### Required work
Find every line in the records below that contains the word "climbing", and copy each of those lines in full.

### Provided entries

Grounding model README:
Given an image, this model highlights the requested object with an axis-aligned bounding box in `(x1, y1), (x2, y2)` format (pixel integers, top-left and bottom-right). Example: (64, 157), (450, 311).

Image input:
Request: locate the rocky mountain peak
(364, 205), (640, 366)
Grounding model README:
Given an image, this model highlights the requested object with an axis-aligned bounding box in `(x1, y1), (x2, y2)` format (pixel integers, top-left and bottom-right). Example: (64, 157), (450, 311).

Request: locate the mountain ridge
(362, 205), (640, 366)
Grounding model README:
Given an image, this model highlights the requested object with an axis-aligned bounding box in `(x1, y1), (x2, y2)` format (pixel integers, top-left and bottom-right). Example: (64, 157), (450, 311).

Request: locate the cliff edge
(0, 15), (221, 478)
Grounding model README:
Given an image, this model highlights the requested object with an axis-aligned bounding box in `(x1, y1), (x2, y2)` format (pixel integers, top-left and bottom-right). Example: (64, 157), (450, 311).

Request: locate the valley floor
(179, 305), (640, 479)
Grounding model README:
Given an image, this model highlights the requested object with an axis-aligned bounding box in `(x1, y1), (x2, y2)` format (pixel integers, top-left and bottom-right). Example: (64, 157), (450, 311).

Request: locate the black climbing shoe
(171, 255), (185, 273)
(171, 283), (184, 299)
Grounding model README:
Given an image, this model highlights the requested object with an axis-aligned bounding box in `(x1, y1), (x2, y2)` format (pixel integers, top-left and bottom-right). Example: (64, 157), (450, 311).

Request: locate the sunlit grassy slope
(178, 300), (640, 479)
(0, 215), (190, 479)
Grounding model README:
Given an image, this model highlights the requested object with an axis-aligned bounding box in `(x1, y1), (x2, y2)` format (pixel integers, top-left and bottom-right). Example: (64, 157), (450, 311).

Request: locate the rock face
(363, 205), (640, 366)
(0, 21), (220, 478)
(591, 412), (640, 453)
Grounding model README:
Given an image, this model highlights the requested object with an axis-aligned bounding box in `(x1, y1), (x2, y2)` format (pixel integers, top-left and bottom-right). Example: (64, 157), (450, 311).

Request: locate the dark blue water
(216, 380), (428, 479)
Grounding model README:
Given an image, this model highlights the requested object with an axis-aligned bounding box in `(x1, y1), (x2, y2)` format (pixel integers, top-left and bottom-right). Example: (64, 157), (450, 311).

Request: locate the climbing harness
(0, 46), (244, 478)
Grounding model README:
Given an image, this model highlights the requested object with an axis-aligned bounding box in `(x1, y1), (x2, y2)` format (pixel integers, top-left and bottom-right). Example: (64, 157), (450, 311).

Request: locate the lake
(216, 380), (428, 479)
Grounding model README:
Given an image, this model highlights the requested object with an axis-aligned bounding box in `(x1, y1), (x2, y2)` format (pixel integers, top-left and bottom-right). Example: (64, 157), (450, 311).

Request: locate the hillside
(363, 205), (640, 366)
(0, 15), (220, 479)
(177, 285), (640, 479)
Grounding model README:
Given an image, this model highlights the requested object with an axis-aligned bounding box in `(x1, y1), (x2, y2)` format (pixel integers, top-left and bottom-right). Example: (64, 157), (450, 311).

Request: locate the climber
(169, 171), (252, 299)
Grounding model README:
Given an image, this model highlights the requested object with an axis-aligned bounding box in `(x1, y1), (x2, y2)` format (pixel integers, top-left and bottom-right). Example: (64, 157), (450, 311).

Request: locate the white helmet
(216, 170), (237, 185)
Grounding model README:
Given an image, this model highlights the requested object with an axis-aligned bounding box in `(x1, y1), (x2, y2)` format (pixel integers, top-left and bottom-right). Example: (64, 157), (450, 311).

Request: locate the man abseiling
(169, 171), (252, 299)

### Output below
Request: locate the black climbing shoe
Request: locate the climbing harness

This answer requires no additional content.